§ Brief
In the hearing excerpt, condense the paragraph beginning "Thursday's hearing was Kraninger's first public appearance" into a short bulleted list of its main facts.

§ Source excerpt
════

Thursday’s hearing was Kraninger’s first public appearance since her nomination. Her positions on various issues facing the consumer bureau – from its regulations on payday loans to how aggressive she would be in going after big banks for wrongdoing – were largely unknown coming in. She gave mostly non-answers when asked about the bureau’s recent changes to its approach, such as pulling back on enforcement actions against financial companies.

Kraninger’s prepared remarks called for the bureau to be “fair and transparent” and to “empower consumers to make good choices and provide certainty for market participants.”

One of Kraninger’s biggest critics has been Sen. Elizabeth Warren, D-Massachusetts, who has vocally opposed her nomination from the start. The bureau is Warren’s brainchild – she proposed such a bureau when she was a professor at Harvard University.

Warren focused most of her questioning on Kraninger’s role in setting and implementing the Trump administration’s policy of separating children from their parents who crossed the border illegally.

In her current role at the White House, Kraninger oversaw budget requests from the Department of Homeland Security and other government agencies. The DHS is responsible for implementing the administration’s immigration policies.

In response to a question from Warren, who asked for Kraninger’s opinion on the Trump child separation policy, she said, “It is not appropriate to give my opinion.”

An exasperated Warren took her non-answer as a signal that she was involved in some way.

“You were part of it. It is moral stain that will follow you for the rest of your life.”

════

(Stored records)
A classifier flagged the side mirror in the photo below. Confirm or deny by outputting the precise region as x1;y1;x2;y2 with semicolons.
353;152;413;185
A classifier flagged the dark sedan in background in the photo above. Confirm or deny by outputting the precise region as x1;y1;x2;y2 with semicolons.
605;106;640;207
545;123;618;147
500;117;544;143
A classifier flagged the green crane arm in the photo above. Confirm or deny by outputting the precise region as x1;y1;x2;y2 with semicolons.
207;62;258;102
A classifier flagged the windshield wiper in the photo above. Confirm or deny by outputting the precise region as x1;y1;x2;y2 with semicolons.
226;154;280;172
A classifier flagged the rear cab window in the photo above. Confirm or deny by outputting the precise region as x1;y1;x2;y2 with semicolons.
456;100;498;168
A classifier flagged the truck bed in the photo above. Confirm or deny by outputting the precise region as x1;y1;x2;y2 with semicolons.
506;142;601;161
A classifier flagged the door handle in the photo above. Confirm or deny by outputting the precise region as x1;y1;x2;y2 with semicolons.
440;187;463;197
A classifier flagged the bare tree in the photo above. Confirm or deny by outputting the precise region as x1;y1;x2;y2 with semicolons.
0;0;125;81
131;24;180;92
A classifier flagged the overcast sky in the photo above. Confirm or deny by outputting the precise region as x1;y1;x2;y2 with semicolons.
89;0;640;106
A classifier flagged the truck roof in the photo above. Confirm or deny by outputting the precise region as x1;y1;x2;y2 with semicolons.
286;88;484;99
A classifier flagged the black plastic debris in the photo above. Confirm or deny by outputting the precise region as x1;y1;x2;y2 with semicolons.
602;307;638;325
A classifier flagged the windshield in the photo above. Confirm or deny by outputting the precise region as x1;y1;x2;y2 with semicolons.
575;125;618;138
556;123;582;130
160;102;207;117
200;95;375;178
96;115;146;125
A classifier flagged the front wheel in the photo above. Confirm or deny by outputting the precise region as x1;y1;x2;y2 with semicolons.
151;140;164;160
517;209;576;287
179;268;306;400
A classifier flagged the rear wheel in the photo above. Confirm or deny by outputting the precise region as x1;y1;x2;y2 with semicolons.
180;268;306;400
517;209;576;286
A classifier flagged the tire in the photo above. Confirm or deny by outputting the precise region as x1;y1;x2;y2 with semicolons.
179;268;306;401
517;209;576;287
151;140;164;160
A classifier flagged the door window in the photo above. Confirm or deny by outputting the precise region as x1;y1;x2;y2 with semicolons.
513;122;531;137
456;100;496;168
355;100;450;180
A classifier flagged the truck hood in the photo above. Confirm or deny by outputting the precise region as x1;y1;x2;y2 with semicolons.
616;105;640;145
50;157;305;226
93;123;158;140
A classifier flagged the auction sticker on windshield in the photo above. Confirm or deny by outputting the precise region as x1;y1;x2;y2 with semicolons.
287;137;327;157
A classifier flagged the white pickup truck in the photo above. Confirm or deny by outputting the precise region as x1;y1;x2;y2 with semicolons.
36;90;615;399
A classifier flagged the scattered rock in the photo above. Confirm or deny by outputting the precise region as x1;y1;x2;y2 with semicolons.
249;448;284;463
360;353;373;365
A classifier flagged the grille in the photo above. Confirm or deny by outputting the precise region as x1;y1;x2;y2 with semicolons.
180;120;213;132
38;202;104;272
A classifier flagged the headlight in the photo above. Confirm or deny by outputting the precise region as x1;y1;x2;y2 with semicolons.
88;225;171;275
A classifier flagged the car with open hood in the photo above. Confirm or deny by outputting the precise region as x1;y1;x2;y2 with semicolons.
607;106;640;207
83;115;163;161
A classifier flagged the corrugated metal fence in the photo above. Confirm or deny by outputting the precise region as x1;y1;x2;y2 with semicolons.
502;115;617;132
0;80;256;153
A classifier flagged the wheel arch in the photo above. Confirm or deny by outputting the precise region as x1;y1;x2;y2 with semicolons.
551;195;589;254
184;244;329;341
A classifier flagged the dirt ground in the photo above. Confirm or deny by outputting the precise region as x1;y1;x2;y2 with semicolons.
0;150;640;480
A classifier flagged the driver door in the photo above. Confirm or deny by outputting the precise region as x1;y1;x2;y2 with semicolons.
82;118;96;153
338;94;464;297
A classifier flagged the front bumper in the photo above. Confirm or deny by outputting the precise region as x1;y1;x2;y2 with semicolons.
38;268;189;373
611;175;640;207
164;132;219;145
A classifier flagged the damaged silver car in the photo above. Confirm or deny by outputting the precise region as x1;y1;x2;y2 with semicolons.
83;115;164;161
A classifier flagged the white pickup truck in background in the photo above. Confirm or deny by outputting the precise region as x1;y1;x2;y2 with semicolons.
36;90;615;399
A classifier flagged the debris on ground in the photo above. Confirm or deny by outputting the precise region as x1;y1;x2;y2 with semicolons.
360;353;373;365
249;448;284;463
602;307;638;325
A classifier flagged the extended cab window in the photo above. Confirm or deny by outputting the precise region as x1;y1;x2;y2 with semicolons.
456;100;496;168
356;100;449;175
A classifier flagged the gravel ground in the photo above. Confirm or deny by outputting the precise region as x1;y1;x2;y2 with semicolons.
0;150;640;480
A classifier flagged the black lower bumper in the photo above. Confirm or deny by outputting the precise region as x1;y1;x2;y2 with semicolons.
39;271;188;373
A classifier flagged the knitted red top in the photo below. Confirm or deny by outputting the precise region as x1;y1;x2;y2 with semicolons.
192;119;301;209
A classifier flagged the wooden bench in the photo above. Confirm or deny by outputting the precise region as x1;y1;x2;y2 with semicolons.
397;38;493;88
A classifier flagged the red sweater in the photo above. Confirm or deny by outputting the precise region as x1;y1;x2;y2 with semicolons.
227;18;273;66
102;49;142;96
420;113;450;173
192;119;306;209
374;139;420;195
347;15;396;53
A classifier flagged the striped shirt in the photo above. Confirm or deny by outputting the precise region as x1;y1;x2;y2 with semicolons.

════

§ Written solution
- Thursday's hearing was Kraninger's first public appearance since her nomination.
- Her positions on issues facing the consumer bureau were largely unknown beforehand. These ranged from its payday loan regulations to how aggressively she would pursue big banks for wrongdoing.
- She gave mostly non-answers about the bureau's recent changes in approach, such as pulling back on enforcement actions against financial companies.